**Directions:**
- 1) For the Green New Deal passage, decide whether each statement agrees with it: (a) As of 2017, the ASCE graded the nation's infrastructure D+. (b) In the 2018 survey, 40% indicated they would strongly support a Green New Deal. (c) Political polarization around conservation and environmental issues began in the 1990s. Answer yes or no for each and quote the words from the passage that settle it.
- 2) Repeat the Green New Deal passage between "Likewise, this last" and "any hard-infrastructure bill.", inclusive.
- 3) Carry on the Green New Deal passage from the point where it stops.

**Document section:**
As a result, the 2018 survey provides that 81% of Americans think that they would support “a Green New Deal,” including 40% indicating that they would strongly support such a deal. With the analysis of the question in mind, it’s not surprising that these statistics are nearly identical to those measuring support for hard-infrastructure policy at large. As reported through the American Society of Civil Engineers (ASCE) infrastructure “report card” program survey, as of April 2020 “80% of Americans support rebuilding our nation’s infrastructure more than almost any top issue facing the current administration.”

And just how low is the U.S.’s report card grade? As of 2017, the nation’s  infrastructure has a D+ grade from the ASCE. One of the primary issues of concern were water and electric utility usage electric utility infrastructure. While our infrastructure quality has declined, the acceleration in the polarization around energy and environmental policies has not. To some extent the trends of political polarization around what were formerly more bipartisan conservation and environmental issues has consistently occurred since the late 1970’s, but never to the extent seen in recent years. By analyzing these two surveys there’s a suggestion that stripping away political rhetoric from questions and media delivery yields a maximum 44% difference in responses of whether a Republican would at least somewhat support a hard-infrastructure only concept of a so-called GND, like that surveyed for in the 2018 survey. Effectively a “Brown New Deal” by definition.

Likewise, this last point suggests that the ‘so-calling’ itself is the real issue with the GND —  its language and political handling. Compared to the 2018 survey, there were undoubtedly differences from the hard-infrastructure concept of a GND and what the much wider-scope that the policy proposed in February last year actually provides. Although there is need, by their own merit, to thoroughly debate solutions for soft infrastructure policies called for in the GND (in Section 4, subsections H, I, J, N, and O; for guaranteeing high-quality healthcare for all, workplace safety and labour, collective bargaining, ensuring against “unfair” market competition for businesspersons, affordable housing, general economic security, and education) it’s questionable whether these measures belong inside any hard-infrastructure bill.

This point relates to the true issue behind the weeds of political rhetoric and the GND, which I would suggest is not a burden resting with either party or sitting President alone. The true problem is in the difference between “Brown” and “Green”; a hard-infrastructure “Brown New Deal” concept, and the existing text and public understanding of the Green New Deal as-proposed which includes soft infrastructure, with broad directive and intent-based language, and the resulting political rhetoric that this sweeping policy and language allows for.

**Region pointing data:**

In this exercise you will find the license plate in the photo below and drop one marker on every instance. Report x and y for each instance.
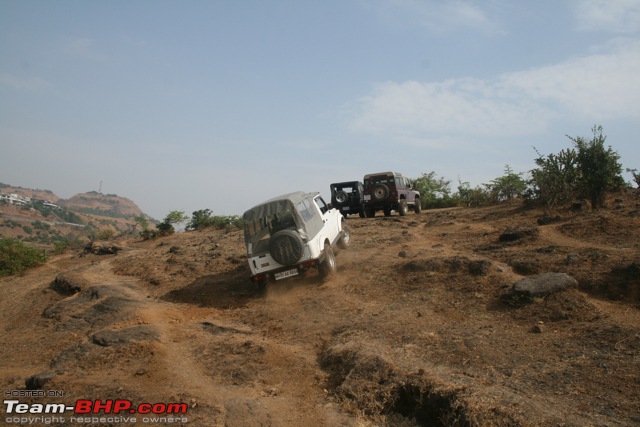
(285, 274)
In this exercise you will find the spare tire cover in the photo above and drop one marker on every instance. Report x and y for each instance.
(380, 192)
(286, 247)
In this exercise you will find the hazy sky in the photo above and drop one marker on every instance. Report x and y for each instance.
(188, 105)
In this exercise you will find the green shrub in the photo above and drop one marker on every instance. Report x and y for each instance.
(555, 180)
(599, 168)
(435, 192)
(507, 187)
(204, 218)
(16, 257)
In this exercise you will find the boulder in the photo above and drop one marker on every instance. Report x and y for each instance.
(541, 285)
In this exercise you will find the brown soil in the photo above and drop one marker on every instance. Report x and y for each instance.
(417, 328)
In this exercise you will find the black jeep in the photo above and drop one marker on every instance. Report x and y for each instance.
(347, 197)
(389, 191)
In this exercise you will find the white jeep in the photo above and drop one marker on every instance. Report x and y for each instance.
(287, 235)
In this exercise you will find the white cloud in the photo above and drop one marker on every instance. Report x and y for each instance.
(437, 16)
(600, 86)
(618, 16)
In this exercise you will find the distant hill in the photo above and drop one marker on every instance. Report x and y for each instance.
(42, 218)
(29, 192)
(109, 205)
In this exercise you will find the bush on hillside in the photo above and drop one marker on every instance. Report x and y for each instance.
(16, 257)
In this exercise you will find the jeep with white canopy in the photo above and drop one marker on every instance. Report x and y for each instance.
(289, 234)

**Responses by task:**
- 1)
(a) Yes: "has a D+ grade from the ASCE"
(b) Yes: "including 40% indicating that they would strongly support such a deal"
(c) No: "has consistently occurred since the late 1970’s"

- 2)
Likewise, this last point suggests that the ‘so-calling’ itself is the real issue with the GND —  its language and political handling. Compared to the 2018 survey, there were undoubtedly differences from the hard-infrastructure concept of a GND and what the much wider-scope that the policy proposed in February last year actually provides. Although there is need, by their own merit, to thoroughly debate solutions for soft infrastructure policies called for in the GND (in Section 4, subsections H, I, J, N, and O; for guaranteeing high-quality healthcare for all, workplace safety and labour, collective bargaining, ensuring against “unfair” market competition for businesspersons, affordable housing, general economic security, and education) it’s questionable whether these measures belong inside any hard-infrastructure bill.

- 3)
As reported by Politico, “The Green New Deal” is not an ideal name if you want to attract bipartisan support. Especially relevant to the argument for excluding soft-infrastructure in a hard-infrastructure proposal, the Director of the Think-Tank ClearPath suggested “There’s a lot of distrust of these home-run giga-packages. It’s been a lot more effective to try to hit some singles and doubles.” To some extent, the inclusion of soft-infrastructures and political rhetoric are one in the same- bill-tagging these into an infrastructure proposal is a political tactic pursuant to satisfying the same political rhetoric of its sponsors, which unfortunately is a strategy that occurs in many “home-run” proposals with both parties and is done with policies sometimes even more unrelated to each other than these.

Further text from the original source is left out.